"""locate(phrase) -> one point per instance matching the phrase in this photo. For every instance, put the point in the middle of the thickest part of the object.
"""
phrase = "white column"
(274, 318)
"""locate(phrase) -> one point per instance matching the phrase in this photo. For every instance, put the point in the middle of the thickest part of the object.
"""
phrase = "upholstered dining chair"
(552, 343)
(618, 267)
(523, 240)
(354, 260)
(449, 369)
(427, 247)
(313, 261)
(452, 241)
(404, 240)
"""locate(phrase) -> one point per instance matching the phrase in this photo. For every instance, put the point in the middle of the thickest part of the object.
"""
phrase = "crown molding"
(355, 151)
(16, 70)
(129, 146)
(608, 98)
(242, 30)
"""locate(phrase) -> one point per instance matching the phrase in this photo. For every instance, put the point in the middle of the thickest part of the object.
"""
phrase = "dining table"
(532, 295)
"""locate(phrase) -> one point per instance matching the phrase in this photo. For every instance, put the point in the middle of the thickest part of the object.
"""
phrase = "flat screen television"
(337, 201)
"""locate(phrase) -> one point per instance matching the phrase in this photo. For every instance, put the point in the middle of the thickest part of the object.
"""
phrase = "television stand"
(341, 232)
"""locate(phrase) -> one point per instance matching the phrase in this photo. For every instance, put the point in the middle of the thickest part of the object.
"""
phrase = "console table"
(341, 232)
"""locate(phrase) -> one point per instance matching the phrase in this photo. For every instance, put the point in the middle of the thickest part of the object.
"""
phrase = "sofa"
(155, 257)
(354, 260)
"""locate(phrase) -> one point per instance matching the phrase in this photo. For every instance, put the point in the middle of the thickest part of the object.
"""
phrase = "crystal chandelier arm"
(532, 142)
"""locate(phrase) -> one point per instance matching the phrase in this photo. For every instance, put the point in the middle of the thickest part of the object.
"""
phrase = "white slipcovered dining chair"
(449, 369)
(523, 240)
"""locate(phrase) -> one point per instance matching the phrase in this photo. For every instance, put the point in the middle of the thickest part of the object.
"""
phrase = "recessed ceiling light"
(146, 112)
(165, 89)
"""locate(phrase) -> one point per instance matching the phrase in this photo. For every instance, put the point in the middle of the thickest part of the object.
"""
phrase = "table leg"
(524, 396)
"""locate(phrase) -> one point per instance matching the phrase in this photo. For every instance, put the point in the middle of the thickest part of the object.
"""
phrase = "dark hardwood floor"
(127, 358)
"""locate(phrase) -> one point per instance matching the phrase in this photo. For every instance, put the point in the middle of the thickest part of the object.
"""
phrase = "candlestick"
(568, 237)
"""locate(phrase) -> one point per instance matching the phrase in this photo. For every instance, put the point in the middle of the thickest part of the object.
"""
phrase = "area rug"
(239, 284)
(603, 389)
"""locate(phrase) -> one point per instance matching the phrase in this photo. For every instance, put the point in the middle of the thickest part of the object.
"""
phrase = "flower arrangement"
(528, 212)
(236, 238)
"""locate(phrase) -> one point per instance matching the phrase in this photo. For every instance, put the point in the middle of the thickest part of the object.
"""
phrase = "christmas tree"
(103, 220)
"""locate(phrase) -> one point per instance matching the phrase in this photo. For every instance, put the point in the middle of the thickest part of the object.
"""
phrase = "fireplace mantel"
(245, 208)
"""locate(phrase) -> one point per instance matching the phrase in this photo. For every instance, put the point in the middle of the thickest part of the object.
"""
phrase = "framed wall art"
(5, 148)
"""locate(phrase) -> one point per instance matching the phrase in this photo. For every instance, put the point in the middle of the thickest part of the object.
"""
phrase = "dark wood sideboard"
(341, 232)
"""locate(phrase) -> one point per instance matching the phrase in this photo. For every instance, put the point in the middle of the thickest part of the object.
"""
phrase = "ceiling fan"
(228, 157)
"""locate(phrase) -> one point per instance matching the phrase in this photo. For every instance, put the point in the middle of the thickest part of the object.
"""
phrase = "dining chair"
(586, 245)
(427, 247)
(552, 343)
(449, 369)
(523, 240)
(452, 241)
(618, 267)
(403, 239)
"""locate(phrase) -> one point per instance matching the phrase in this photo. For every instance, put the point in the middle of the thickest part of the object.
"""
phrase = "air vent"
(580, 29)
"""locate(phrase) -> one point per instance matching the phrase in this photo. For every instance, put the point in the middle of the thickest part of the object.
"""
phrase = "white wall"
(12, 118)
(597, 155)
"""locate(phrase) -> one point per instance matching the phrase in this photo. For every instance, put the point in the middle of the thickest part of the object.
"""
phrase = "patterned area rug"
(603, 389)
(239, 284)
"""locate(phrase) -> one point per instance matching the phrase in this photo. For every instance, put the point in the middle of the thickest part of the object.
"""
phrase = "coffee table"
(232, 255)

Description of the task:
Retype the whole listing above exactly.

The answer:
"""locate(phrase) -> one point per instance matching the phrase in this photo. For every instance, put the point in the middle of the thickest part of the object.
"""
phrase = "white column"
(274, 318)
"""locate(phrase) -> one point per instance matching the phrase in this photo. For every instance, put the point in the middle of the thickest part of the object.
"""
phrase = "upholstered dining chair"
(552, 343)
(618, 267)
(523, 240)
(354, 260)
(449, 369)
(427, 247)
(313, 261)
(452, 241)
(404, 240)
"""locate(phrase) -> one point per instance matching the phrase in this photo. For every instance, put the point in the middle of the thickest part of the object.
"""
phrase = "crown molding"
(355, 151)
(16, 70)
(129, 146)
(608, 98)
(242, 30)
"""locate(phrase) -> one point per instance matching the phrase in this photo. For every instance, put the point in the middle of the thickest part of the object.
"""
phrase = "dining table"
(532, 295)
"""locate(phrase) -> one point per instance matching the phrase in this photo. For every instance, put the point in the middle of the thickest part of the object.
"""
phrase = "flat screen television"
(337, 201)
"""locate(phrase) -> one point per instance matching the phrase in this photo. For every instance, put the point in the middle of the thickest part of the object.
"""
phrase = "television stand"
(341, 232)
"""locate(phrase) -> one point per instance matching the phrase in this photo. For every instance, put the point in the middle of the thickest part of the object.
"""
phrase = "console table"
(341, 232)
"""locate(phrase) -> one point per instance matching the phrase in this photo. For every instance, put the point in the middle of the thickest part of the object.
"""
phrase = "sofa"
(155, 257)
(354, 260)
"""locate(phrase) -> one point per instance matching the phrase in this photo. For every instance, put the point in the middle of the thickest part of the object.
"""
phrase = "crystal chandelier arm"
(532, 142)
"""locate(phrase) -> one point per instance matching the phrase in this photo. For every instance, put the point in the middle of the thickest part of the object.
"""
phrase = "white slipcovered dining chair"
(449, 369)
(523, 240)
"""locate(phrase) -> one point per instance matching the phrase in this photo. For every instance, put the point in the middle of the thickest part of the object.
"""
phrase = "recessed ceiling light"
(146, 112)
(165, 89)
"""locate(phrase) -> one point per instance matching the phrase in this photo. For every instance, put the point in the middle of the thickest part of the object.
"""
phrase = "table leg"
(524, 396)
"""locate(phrase) -> one point per instance matching the phrase in this photo. For every instance, put the point in the middle of the thickest part of the object.
"""
phrase = "dark hardwood floor"
(127, 358)
"""locate(phrase) -> one point per instance matching the phrase in this photo. For every instance, put the point in the middle of the thickest part of the object.
"""
phrase = "candlestick"
(568, 237)
"""locate(phrase) -> one point per instance matching the phrase in this photo. For every instance, put the point in the middle of the thickest part of the object.
"""
phrase = "area rug"
(239, 284)
(603, 389)
"""locate(phrase) -> one point per instance matching the phrase in this photo. For every instance, put the point in the middle of the thickest part of the object.
"""
phrase = "flower arrangement"
(528, 212)
(236, 238)
"""locate(phrase) -> one point per instance matching the phrase in this photo. For every instance, put the point in the middle of the thickest part of the object.
"""
phrase = "christmas tree"
(103, 220)
"""locate(phrase) -> one point per instance matching the phrase in this photo. For every instance, put the point in the middle of the thickest part of the object.
"""
phrase = "fireplace mantel"
(245, 208)
"""locate(phrase) -> one point per instance matching the phrase in this photo. For every instance, put the point in the middle of the thickest part of the object.
"""
phrase = "framed wall art"
(5, 148)
"""locate(phrase) -> one point per instance matching the phrase in this photo. For every instance, put the point in the middle of the thickest part of the object.
"""
phrase = "dark wood sideboard"
(341, 232)
"""locate(phrase) -> one point per instance matching the phrase in this photo. For every instance, put the point in the middle of the thickest part of the object.
"""
phrase = "ceiling fan"
(228, 157)
"""locate(phrase) -> one point per instance matching the phrase in this photo. For every instance, put the point in the middle of the thickest part of the object.
"""
phrase = "dining chair"
(586, 245)
(427, 247)
(552, 343)
(449, 369)
(523, 240)
(452, 241)
(618, 267)
(403, 239)
"""locate(phrase) -> one point per instance matching the phrase in this photo. For every instance, put the point in the middle of the thickest part of the object.
"""
phrase = "air vent"
(580, 29)
"""locate(phrase) -> one point per instance matching the phrase in this photo. For every instance, put the point in the middle of the thickest part of the object.
"""
phrase = "white wall"
(12, 118)
(597, 155)
"""locate(phrase) -> one point per instance matching the phrase in this photo. For every instance, put the point in the middle of the thickest part of the object.
"""
phrase = "patterned area rug"
(603, 389)
(239, 284)
"""locate(phrase) -> one point per instance matching the phrase in this photo. For every instance, put the point in the middle of the thickest part of the object.
"""
phrase = "coffee table"
(232, 255)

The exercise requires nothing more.